--- Extracted records ---
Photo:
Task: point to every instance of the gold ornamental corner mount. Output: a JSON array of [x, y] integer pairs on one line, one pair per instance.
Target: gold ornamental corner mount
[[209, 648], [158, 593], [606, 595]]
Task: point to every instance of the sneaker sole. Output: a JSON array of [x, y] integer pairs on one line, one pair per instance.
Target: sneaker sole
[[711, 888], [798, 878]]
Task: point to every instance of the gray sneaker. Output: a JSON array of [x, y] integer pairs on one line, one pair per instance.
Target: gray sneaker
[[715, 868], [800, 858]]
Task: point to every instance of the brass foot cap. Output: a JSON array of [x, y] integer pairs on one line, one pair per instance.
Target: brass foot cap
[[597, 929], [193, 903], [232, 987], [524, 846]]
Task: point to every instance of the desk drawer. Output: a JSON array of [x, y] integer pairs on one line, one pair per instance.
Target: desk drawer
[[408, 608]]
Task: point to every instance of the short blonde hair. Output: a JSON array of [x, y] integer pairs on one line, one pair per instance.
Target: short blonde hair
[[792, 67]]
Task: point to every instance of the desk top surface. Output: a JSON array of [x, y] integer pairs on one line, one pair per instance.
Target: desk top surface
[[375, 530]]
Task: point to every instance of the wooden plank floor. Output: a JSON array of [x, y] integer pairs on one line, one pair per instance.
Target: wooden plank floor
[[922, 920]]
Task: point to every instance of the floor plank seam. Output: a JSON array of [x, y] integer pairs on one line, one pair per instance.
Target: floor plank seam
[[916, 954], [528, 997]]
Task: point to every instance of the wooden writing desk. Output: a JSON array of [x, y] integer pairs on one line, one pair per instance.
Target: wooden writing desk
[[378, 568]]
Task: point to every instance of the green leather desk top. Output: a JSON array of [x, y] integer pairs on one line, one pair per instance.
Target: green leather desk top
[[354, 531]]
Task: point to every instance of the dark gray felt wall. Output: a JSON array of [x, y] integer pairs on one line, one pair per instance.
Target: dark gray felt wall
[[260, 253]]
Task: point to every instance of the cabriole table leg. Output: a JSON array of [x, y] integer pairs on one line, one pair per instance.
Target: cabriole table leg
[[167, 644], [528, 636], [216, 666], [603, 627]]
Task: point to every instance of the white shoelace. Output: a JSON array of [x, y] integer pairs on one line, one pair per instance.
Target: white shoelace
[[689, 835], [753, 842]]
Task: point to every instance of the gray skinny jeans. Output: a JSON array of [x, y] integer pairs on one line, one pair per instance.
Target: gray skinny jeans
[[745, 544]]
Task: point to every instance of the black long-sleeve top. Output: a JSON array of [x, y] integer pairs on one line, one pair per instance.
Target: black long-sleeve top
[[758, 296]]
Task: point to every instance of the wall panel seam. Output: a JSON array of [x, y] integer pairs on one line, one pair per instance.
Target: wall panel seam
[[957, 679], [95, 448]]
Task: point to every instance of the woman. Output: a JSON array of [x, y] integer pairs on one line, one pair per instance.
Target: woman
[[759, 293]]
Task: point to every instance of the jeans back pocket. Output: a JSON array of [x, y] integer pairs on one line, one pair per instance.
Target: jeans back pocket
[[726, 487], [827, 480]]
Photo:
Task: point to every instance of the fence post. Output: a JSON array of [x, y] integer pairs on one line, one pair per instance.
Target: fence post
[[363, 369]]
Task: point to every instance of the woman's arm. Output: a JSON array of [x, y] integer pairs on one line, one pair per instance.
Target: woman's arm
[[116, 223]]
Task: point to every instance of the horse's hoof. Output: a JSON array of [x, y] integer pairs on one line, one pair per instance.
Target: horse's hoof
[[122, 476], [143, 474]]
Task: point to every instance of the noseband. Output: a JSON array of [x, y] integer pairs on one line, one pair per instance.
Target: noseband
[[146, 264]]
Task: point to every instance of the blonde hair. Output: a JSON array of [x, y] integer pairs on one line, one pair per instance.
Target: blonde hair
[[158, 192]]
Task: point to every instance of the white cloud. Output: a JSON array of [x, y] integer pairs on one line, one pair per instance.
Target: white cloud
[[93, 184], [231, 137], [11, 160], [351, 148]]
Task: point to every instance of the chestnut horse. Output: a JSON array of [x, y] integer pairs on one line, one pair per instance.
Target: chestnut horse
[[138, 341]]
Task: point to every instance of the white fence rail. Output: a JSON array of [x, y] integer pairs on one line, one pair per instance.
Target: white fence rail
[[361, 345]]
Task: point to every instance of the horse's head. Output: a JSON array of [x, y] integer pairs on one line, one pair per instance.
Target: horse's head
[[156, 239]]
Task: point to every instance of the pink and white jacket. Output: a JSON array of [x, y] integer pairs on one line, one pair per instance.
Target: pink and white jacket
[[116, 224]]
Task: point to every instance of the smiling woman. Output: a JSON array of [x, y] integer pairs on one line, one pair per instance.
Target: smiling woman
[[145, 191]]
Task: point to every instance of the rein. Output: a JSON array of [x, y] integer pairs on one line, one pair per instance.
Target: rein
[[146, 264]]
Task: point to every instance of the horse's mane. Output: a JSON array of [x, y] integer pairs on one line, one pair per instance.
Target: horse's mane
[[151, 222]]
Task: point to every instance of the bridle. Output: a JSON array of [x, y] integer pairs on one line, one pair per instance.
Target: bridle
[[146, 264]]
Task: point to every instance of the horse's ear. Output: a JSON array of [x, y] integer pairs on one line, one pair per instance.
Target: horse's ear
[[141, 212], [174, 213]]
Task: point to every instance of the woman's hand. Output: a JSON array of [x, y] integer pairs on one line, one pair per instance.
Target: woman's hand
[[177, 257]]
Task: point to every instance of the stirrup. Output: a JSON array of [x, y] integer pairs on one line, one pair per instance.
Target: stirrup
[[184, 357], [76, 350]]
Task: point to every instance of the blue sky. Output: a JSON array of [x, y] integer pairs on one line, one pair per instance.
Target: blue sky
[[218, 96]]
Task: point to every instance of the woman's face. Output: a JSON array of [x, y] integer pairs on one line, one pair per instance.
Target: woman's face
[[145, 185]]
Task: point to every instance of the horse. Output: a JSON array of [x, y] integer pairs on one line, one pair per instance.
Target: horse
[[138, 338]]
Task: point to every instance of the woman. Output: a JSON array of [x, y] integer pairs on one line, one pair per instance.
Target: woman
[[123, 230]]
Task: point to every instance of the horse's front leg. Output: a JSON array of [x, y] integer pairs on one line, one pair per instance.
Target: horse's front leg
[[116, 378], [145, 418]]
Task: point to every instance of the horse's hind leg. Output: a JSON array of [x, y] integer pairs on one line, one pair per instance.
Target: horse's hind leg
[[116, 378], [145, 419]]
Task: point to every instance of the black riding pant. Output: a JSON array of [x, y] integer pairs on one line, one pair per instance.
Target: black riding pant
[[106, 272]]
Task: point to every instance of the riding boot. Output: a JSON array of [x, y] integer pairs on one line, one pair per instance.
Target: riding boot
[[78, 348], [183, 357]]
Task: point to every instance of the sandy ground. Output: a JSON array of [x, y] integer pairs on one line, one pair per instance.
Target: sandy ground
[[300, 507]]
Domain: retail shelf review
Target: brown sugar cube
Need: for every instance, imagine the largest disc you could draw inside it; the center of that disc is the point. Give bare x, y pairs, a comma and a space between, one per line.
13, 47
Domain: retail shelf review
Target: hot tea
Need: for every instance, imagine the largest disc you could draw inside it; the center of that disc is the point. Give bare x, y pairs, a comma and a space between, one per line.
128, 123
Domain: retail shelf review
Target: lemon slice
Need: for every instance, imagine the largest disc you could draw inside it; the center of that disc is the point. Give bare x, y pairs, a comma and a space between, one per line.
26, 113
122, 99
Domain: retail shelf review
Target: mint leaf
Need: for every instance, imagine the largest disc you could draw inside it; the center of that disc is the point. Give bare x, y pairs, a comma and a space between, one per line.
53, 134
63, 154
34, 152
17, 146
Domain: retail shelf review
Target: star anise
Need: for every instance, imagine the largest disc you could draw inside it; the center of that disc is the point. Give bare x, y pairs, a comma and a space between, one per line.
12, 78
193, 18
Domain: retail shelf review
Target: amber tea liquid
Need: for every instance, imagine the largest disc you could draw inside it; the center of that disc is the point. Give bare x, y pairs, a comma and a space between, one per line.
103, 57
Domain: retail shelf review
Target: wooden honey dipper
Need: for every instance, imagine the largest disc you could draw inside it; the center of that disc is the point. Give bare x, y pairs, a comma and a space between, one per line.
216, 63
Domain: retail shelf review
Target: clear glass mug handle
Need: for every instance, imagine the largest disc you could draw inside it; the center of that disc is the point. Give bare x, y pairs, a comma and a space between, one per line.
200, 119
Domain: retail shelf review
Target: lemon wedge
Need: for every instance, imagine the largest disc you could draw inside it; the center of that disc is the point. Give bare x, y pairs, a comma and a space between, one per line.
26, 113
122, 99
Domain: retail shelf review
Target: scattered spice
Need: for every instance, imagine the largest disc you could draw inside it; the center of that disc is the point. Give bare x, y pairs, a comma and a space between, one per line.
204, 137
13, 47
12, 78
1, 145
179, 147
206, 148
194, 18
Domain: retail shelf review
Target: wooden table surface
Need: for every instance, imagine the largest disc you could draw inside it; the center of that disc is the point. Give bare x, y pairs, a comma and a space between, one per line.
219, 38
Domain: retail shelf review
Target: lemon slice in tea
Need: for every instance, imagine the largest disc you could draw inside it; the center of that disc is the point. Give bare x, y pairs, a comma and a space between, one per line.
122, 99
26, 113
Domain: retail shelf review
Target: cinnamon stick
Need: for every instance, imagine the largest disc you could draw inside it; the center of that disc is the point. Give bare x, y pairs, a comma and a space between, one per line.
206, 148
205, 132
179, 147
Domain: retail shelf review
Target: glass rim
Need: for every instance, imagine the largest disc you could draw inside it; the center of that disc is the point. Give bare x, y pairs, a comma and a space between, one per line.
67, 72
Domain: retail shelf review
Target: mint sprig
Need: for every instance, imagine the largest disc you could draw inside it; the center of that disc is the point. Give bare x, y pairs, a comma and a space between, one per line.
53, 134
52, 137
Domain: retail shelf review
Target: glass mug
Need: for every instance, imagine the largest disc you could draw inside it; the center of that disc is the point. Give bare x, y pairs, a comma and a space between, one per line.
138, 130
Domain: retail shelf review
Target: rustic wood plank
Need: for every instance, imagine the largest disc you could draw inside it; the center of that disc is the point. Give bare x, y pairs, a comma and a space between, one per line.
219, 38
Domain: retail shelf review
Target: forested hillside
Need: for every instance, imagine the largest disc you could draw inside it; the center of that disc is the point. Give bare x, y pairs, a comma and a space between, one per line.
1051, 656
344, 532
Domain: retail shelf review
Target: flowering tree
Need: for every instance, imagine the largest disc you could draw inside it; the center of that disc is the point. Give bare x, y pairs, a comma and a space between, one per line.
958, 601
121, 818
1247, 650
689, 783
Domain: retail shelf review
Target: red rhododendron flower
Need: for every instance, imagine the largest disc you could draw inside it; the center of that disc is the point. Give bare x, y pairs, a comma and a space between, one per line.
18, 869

--- Problem requirements ---
Could you return, verbatim, the lines of the records between the line holding "Task: point to every instance of the horse's ear." and the line holding "[[145, 185]]", inclusive?

--- Solution to this exercise ---
Task: point to every instance of the horse's ear. Output: a JSON array of [x, y] integer pairs on one line, one pair per instance.
Target: horse's ear
[[141, 212], [174, 213]]
Task: point to every instance of the woman's hand. Output: a JSON array of [x, y] integer pairs on one line, one pair per instance.
Target: woman's hand
[[177, 257]]
Task: point to every instance of the stirrup. Output: a JSON array of [x, y] integer pairs on one line, one pair per instance.
Target: stirrup
[[184, 357], [76, 350]]
Task: point to every instance of the blue sky. Output: a JSON array of [x, y] integer pairs on one line, one pair per instance.
Target: blue sky
[[218, 96]]
Task: point to every instance of the woman's face. Output: a JSON array of [x, y] integer pairs on one line, one pair per instance.
Target: woman's face
[[145, 185]]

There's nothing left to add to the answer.